• _Written problem_:
Rewrite the part of the listing that runs from its very start through the line containing "column 825, row 336" as a numbered list, omitting any blank lines. Include that final line, and cover only this part.

------------------------------------

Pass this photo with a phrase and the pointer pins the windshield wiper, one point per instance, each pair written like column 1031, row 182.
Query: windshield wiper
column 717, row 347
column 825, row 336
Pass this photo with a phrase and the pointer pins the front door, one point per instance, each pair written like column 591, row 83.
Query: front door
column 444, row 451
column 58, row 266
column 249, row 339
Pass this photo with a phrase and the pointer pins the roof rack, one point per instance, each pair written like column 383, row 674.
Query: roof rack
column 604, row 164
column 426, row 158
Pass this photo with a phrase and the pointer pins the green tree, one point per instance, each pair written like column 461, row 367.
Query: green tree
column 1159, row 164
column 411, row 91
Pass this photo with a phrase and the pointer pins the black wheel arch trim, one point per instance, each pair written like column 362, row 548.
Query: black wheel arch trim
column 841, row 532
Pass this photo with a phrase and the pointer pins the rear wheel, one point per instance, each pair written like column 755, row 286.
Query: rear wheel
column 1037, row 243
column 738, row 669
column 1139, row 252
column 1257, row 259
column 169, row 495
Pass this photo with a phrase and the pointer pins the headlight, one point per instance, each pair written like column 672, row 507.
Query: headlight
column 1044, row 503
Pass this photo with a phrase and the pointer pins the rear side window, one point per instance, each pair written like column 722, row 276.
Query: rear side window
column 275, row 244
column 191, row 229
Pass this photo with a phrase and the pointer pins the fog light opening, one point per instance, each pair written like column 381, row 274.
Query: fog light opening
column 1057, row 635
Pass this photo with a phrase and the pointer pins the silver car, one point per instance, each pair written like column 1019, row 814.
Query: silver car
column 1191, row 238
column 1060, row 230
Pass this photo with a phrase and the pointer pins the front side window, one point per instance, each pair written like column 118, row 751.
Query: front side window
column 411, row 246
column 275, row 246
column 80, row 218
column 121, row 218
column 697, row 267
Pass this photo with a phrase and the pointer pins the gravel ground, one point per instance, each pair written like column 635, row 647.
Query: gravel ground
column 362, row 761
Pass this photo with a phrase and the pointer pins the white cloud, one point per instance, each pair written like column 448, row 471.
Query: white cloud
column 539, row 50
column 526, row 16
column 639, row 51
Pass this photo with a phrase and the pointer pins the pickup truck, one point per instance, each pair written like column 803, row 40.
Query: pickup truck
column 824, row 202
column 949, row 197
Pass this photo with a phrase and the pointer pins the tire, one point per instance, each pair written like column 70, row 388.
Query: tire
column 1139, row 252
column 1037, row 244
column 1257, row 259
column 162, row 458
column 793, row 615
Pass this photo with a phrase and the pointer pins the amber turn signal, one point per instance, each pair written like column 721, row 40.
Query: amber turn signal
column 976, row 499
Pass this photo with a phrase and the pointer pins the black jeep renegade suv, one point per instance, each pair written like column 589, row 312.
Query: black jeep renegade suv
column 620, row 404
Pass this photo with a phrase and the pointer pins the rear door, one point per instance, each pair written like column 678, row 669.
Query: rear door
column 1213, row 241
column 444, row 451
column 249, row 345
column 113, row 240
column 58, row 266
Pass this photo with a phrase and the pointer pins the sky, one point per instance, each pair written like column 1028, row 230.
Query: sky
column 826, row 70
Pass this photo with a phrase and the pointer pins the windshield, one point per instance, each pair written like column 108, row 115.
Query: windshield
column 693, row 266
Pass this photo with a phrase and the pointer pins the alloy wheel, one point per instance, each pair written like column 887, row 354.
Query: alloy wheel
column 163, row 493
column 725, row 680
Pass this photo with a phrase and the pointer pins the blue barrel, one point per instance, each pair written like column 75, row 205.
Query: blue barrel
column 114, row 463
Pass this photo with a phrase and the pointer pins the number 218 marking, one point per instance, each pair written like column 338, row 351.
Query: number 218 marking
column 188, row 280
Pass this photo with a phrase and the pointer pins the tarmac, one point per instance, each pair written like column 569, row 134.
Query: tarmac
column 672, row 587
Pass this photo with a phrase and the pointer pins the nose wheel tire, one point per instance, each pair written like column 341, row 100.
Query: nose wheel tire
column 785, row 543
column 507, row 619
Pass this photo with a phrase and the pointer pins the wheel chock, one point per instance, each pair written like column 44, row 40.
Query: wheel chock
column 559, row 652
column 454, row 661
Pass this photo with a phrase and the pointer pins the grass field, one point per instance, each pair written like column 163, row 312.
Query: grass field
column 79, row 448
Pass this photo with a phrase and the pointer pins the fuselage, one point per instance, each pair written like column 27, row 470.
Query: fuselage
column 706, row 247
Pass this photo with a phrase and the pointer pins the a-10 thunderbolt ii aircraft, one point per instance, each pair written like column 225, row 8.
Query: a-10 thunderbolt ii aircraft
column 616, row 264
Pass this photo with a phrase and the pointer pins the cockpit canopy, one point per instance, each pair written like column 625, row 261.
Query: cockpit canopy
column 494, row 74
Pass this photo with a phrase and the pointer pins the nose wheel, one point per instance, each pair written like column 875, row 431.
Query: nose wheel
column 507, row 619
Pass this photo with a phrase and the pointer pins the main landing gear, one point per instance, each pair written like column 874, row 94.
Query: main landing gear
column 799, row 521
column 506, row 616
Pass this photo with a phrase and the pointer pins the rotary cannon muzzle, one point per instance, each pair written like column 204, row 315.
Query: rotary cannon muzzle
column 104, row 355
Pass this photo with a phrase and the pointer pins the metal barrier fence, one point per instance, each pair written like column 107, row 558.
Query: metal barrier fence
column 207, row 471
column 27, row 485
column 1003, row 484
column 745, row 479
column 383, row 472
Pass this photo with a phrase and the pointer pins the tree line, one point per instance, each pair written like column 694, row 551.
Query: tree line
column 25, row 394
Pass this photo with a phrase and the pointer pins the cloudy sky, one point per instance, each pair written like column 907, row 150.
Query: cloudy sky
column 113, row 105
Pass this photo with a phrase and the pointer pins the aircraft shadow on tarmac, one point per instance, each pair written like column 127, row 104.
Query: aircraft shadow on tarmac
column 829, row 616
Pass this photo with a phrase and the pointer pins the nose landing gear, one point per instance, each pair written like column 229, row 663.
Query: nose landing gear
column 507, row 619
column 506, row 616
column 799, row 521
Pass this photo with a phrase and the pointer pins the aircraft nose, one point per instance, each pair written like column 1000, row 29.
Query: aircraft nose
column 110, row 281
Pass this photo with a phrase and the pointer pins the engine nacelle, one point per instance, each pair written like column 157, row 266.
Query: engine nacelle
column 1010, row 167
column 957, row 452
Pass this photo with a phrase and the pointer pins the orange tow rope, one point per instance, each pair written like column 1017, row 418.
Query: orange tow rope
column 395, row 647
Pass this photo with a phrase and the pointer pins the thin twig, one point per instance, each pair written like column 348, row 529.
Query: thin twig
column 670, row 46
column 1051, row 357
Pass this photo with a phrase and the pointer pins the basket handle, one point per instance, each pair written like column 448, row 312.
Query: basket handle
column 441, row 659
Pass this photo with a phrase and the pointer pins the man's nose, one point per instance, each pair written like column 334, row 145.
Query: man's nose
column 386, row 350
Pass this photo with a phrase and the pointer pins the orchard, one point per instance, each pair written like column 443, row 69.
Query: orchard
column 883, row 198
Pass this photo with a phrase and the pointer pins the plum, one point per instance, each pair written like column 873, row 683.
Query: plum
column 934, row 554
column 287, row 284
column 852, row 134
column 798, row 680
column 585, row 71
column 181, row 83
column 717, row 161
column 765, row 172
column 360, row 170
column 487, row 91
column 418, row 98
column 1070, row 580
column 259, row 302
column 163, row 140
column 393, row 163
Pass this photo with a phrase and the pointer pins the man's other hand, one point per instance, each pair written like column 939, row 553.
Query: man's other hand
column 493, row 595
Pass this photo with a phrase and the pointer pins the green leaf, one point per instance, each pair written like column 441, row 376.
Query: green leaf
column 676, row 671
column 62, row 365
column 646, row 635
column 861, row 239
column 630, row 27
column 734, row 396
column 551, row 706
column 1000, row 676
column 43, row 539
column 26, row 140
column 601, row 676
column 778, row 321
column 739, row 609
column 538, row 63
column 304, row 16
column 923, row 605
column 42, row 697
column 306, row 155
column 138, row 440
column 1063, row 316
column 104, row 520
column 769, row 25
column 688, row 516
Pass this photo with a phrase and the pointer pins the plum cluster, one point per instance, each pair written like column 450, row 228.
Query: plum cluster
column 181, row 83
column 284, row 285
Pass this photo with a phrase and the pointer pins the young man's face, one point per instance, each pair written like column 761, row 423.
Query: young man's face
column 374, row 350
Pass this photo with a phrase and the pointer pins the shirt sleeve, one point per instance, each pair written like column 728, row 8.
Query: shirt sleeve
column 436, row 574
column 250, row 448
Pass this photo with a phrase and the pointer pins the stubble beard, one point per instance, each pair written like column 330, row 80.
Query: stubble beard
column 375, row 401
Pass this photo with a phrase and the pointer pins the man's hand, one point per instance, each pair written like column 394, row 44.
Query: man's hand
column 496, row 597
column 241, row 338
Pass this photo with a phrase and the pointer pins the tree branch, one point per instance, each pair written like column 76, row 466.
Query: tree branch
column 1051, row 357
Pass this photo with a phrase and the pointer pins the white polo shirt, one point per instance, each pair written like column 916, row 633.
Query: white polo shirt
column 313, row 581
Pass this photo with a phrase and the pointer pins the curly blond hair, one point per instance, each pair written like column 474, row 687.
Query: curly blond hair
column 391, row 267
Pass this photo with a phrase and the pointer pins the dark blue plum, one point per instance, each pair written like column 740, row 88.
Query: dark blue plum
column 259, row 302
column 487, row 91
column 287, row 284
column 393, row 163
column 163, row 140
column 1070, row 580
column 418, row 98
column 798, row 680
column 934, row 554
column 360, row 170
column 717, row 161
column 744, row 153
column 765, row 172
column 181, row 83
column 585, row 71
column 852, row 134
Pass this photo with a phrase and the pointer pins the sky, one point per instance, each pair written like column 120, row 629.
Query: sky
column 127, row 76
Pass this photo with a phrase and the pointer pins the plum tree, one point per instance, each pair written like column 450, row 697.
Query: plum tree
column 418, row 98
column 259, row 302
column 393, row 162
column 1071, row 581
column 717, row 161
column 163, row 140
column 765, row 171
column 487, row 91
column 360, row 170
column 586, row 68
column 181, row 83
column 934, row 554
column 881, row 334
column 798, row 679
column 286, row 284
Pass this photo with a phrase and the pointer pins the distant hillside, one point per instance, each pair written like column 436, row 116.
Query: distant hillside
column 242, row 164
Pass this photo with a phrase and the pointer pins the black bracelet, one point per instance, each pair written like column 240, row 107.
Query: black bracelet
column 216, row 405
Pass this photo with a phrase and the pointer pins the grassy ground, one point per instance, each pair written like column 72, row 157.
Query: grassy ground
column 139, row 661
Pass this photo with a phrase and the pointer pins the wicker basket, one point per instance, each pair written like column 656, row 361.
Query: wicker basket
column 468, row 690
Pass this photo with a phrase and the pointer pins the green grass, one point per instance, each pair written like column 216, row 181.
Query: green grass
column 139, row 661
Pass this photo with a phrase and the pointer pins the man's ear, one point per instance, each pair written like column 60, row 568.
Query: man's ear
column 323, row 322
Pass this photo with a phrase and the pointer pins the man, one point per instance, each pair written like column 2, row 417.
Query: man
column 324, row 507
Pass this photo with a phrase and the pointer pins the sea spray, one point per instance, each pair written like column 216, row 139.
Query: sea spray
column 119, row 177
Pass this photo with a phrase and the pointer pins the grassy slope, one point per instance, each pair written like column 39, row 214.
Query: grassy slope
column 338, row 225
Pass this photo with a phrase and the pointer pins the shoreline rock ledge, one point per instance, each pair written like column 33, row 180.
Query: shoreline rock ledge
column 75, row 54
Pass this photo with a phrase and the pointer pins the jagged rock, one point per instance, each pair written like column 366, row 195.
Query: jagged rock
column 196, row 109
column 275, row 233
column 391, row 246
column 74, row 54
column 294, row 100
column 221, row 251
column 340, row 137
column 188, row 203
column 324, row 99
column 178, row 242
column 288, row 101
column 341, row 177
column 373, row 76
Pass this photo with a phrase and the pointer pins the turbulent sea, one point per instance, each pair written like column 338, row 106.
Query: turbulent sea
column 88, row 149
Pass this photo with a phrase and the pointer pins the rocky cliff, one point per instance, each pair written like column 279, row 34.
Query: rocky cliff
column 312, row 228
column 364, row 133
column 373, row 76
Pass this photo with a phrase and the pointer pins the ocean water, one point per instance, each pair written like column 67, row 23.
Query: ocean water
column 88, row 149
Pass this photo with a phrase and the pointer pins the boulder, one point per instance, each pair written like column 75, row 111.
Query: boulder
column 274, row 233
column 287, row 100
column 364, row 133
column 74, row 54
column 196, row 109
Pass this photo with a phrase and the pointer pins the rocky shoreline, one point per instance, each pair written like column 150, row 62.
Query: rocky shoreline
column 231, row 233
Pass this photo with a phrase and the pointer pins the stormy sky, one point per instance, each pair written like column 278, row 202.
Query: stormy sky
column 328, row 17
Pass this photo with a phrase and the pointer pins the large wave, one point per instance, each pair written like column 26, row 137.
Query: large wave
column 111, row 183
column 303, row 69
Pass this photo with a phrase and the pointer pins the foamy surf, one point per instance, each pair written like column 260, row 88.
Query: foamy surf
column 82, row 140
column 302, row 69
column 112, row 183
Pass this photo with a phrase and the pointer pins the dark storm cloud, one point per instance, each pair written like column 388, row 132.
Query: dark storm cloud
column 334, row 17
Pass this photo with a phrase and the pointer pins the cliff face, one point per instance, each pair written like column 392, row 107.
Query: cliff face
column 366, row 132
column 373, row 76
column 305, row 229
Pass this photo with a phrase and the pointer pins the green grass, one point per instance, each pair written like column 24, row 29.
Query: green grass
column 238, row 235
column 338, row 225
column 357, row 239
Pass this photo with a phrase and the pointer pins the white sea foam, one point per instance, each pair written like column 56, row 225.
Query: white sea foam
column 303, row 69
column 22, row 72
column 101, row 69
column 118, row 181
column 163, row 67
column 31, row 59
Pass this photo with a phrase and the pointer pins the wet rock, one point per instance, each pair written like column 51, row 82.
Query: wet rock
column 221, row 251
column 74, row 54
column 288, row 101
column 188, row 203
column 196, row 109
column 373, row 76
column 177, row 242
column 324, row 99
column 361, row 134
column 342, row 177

------------------------------------

• _Completed task_:
1. Pass this photo with a phrase and the pointer pins the windshield wiper, one point per instance, each pair written like column 1031, row 182.
2. Query: windshield wiper
3. column 717, row 347
4. column 825, row 336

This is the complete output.